» AUSGANGSTEXT

※ ※ ※

Es ist somit also möglich, einen Acker mit einer einzigen Überfahrt und der einmaligen Ausbringung von Glyphosat sauberzubekommen, da natürlich dann alle Pflanzen, die dort sind, abgetötet werden.

Lassen Sie mich in dem Zusammenhang auf die konkrete Anwendung eingehen. Wie zuvor erwähnt, ist Glyphosat als Breitbandherbizid wirksam gegen jede Form von grüner Pflanzenmasse. In der Landwirtschaft darf es jedoch maximal zweimal pro Jahr mit einer höchstzulässigen Gesamtmenge von 3.600 Gramm Wirkstoff pro Hektar ausgebracht werden. Zwischen beiden Anwendungen müssen außerdem mindestens 90 Tage liegen. Es wird im Ackerbau verwendet, um zur Vorbereitung der Neuansaat im Herbst oder Frühling die Fläche von jeglichem Bewuchs zu befreien,

(Zuruf von Thomas Krüger, SPD)

sodass die kurz vor oder nach der Anwendung ausgebrachte Neuansaat

(Thomas Krüger, SPD: Wo ist Ihre politische Bewertung?)

möglichst wenig Konkurrenz um Licht, Wasser und Nährstoffe hat.

※ ※ ※

» GEGEBENE DATEN
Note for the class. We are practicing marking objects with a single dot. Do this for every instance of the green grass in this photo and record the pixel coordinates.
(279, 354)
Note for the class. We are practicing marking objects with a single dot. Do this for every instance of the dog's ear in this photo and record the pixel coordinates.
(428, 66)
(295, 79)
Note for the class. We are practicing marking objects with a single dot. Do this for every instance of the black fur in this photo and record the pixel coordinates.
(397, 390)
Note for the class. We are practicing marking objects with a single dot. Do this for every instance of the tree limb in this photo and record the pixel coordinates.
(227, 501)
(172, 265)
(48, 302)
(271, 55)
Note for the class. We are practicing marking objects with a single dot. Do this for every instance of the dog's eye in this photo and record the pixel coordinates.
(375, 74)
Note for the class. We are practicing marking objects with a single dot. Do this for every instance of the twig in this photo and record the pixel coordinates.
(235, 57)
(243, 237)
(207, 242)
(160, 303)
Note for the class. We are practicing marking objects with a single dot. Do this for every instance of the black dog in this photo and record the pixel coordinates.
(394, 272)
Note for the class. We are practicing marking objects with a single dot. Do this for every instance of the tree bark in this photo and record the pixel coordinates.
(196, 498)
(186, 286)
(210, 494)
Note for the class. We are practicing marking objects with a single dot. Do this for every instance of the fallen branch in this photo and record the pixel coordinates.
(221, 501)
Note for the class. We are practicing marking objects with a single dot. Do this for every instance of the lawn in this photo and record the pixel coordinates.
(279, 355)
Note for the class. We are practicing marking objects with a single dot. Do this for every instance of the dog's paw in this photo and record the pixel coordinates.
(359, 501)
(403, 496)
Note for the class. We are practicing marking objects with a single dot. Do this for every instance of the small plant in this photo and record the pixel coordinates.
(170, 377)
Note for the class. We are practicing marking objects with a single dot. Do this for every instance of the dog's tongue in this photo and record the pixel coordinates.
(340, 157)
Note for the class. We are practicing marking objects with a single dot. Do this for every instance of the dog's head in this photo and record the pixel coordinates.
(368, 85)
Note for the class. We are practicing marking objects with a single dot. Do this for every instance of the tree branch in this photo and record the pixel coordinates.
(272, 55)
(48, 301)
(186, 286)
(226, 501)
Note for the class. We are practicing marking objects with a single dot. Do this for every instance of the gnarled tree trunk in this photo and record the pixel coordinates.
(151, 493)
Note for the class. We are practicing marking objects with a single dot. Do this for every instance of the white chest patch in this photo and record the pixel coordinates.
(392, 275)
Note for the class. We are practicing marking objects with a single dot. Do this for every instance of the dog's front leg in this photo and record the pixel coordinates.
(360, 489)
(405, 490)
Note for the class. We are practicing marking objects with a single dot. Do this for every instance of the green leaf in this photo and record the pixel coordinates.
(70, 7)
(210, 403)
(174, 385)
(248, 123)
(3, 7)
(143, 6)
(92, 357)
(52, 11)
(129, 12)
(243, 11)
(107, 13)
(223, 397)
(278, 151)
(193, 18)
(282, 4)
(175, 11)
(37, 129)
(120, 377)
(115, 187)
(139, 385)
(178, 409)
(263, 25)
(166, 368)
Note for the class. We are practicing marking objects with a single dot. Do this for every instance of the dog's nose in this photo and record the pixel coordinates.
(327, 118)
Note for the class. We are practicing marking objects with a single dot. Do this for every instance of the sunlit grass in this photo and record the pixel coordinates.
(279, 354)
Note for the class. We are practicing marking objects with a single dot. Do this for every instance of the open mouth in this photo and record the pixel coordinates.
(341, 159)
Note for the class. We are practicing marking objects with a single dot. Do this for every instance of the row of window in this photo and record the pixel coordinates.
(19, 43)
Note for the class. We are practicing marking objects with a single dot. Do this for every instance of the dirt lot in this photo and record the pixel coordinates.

※ ※ ※

» AUFGABENSTELLUNG
Beantworte anhand des Textes über Glyphosat:
(a) Wie oft pro Jahr darf Glyphosat in der Landwirtschaft höchstens ausgebracht werden?
(b) Wie viele Tage müssen mindestens zwischen zwei Anwendungen liegen?
(c) Um welche drei Dinge soll die Neuansaat möglichst wenig Konkurrenz haben?

» LÖSUNG
(a) Höchstens zweimal pro Jahr.
(b) Mindestens 90 Tage.
(c) Um Licht, Wasser und Nährstoffe.